** REQUEST A **
Reproduce the forum post about adding a custom analyzer to an existing Elasticsearch index word for word, in full.
** REQUEST B **
In the listing below, take the lines starting at the one containing "task: segment the alloy wheel" and ending at the last line of the listing, and write them out with "rear tire" changed to "back tire" and nothing else altered. Output only those lines.
## start TEXT PASSAGE
Hi team,
(Elasticsearch 7.5)
My scenario is to add a new custom Analyzer to an existing Index. Analyzer definition may like below:
{
"analyzer": {
"ngram_analyzer": {
"type": "custom",
"tokenizer": "standard",
"filter": [
"word_delimiter_graph",
"lowercase",
"test_ngram_filter_2_10"
]
}
}
}
The common solutions are either close/reopen index or reindex data to new index. But my concern is the downtime when index closed or the large volume data to be reindexed (and potential data inconsistency problem).
So I'm trying to probing whether have alternative options to add new analyzers.
If look into the way using AnalysisPlugin to add a new analyzer, it only requires all ES nodes restarted and then this new analyzer can be referenced in existing index, but no need to close the index or reindex.
So my understandings are:
- no matter restart ES node (for AnalysisPlugin way) or close/open index (for custom Analyzer in IndexSetting), the key action behind is to initialize the corresponding IndexService instances, which will populate all supported Analyzers from latest plugins and Index settings, and re-initialize underlying mapperService and lucene engine to use those Analyzers.
- when restarting nodes one-by-one to apply new AnalysisPlugin, it is possible that supported analyzers are not the same across all shards (restarted nodes will have new analyzers in plugin but old ones won't have). But it is ok if we don't use these new analyzers until the whole cluster is restarted.
Could you confirm whether above understandings are correct?
If yes, I'm thinking below 2 potential solutions:
-
we write a AnalysisPlugin to parse Analysis json payload from certain config and generate analyzers/tokenizers/etc. When need to add new custom analyzers, just need to update the config and restart ES cluster, no need to rebuild the AnalysisPlugin.
Since ES nodes are restarted one-by-one, no downtime.
Cons: 1) need wait for all ES nodes restarted to use the new analyzer 2) it is per-cluster not per-index analyzers. (need to avoid analyzer naming conflict in cluster) -
Write a plugin to leverage the pluginService.onIndexModule to add new analyzer definition to Index setting before IndexModule start to populate all Analyzers from Index setting.
Pros is it will leverage same parsing logic in ES to populate Analyzers from Analysis settings and it can somehow achieve per-index analyzer in that plugin logic.
Still it need 2 step rollout: first install this plugin to all nodes and then add new field with this new analyzers to Index mapper.
Does these options work or I still miss something?
Appreciate for any suggestions/comments!
Best Regards
## end TEXT PASSAGE
## start RECORD EXTRACTS
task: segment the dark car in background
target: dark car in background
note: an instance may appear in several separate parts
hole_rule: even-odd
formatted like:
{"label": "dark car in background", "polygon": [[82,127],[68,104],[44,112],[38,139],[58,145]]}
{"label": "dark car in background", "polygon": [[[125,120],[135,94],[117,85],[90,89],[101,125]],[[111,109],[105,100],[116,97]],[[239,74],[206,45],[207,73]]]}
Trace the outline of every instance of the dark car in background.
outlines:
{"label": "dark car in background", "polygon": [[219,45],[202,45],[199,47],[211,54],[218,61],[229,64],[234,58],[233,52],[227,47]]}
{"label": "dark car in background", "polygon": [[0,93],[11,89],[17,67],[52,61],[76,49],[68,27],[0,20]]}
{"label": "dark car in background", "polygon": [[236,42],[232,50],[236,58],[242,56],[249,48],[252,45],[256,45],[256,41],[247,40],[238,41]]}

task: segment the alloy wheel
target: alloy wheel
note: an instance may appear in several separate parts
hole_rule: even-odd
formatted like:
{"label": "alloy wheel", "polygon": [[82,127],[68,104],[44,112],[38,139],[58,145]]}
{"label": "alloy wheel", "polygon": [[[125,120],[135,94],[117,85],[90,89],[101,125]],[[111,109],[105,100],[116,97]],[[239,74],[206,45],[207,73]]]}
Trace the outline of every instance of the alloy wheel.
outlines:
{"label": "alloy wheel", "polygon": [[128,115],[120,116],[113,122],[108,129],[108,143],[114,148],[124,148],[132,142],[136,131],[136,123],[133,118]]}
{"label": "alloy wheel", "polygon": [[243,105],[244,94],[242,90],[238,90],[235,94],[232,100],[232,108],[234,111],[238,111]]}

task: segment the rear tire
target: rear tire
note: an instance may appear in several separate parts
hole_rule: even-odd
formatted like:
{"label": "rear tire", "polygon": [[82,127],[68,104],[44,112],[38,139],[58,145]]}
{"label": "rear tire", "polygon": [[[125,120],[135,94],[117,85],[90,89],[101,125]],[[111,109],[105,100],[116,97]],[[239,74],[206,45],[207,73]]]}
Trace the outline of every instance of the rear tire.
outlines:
## end RECORD EXTRACTS
** WRITTEN ANSWER A **
Hi team,
(Elasticsearch 7.5)
My scenario is to add a new custom Analyzer to an existing Index. Analyzer definition may like below:
{
"analyzer": {
"ngram_analyzer": {
"type": "custom",
"tokenizer": "standard",
"filter": [
"word_delimiter_graph",
"lowercase",
"test_ngram_filter_2_10"
]
}
}
}
The common solutions are either close/reopen index or reindex data to new index. But my concern is the downtime when index closed or the large volume data to be reindexed (and potential data inconsistency problem).
So I'm trying to probing whether have alternative options to add new analyzers.
If look into the way using AnalysisPlugin to add a new analyzer, it only requires all ES nodes restarted and then this new analyzer can be referenced in existing index, but no need to close the index or reindex.
So my understandings are:
- no matter restart ES node (for AnalysisPlugin way) or close/open index (for custom Analyzer in IndexSetting), the key action behind is to initialize the corresponding IndexService instances, which will populate all supported Analyzers from latest plugins and Index settings, and re-initialize underlying mapperService and lucene engine to use those Analyzers.
- when restarting nodes one-by-one to apply new AnalysisPlugin, it is possible that supported analyzers are not the same across all shards (restarted nodes will have new analyzers in plugin but old ones won't have). But it is ok if we don't use these new analyzers until the whole cluster is restarted.
Could you confirm whether above understandings are correct?
If yes, I'm thinking below 2 potential solutions:
-
we write a AnalysisPlugin to parse Analysis json payload from certain config and generate analyzers/tokenizers/etc. When need to add new custom analyzers, just need to update the config and restart ES cluster, no need to rebuild the AnalysisPlugin.
Since ES nodes are restarted one-by-one, no downtime.
Cons: 1) need wait for all ES nodes restarted to use the new analyzer 2) it is per-cluster not per-index analyzers. (need to avoid analyzer naming conflict in cluster) -
Write a plugin to leverage the pluginService.onIndexModule to add new analyzer definition to Index setting before IndexModule start to populate all Analyzers from Index setting.
Pros is it will leverage same parsing logic in ES to populate Analyzers from Analysis settings and it can somehow achieve per-index analyzer in that plugin logic.
Still it need 2 step rollout: first install this plugin to all nodes and then add new field with this new analyzers to Index mapper.
Does these options work or I still miss something?
Appreciate for any suggestions/comments!
Best Regards

** WRITTEN ANSWER B **
task: segment the alloy wheel
target: alloy wheel
note: an instance may appear in several separate parts
hole_rule: even-odd
formatted like:
{"label": "alloy wheel", "polygon": [[82,127],[68,104],[44,112],[38,139],[58,145]]}
{"label": "alloy wheel", "polygon": [[[125,120],[135,94],[117,85],[90,89],[101,125]],[[111,109],[105,100],[116,97]],[[239,74],[206,45],[207,73]]]}
Trace the outline of every instance of the alloy wheel.
outlines:
{"label": "alloy wheel", "polygon": [[128,115],[120,116],[113,122],[108,129],[108,143],[114,148],[124,148],[132,142],[136,131],[136,123],[133,118]]}
{"label": "alloy wheel", "polygon": [[243,105],[244,94],[242,90],[238,90],[235,94],[232,100],[232,108],[234,111],[238,111]]}

task: segment the back tire
target: back tire
note: an instance may appear in several separate parts
hole_rule: even-odd
formatted like:
{"label": "back tire", "polygon": [[82,127],[68,104],[44,112],[38,139],[58,145]]}
{"label": "back tire", "polygon": [[[125,120],[135,94],[117,85],[90,89],[101,125]],[[111,109],[105,100],[116,97]],[[239,74],[206,45],[207,73]]]}
Trace the outline of every instance of the back tire.
outlines:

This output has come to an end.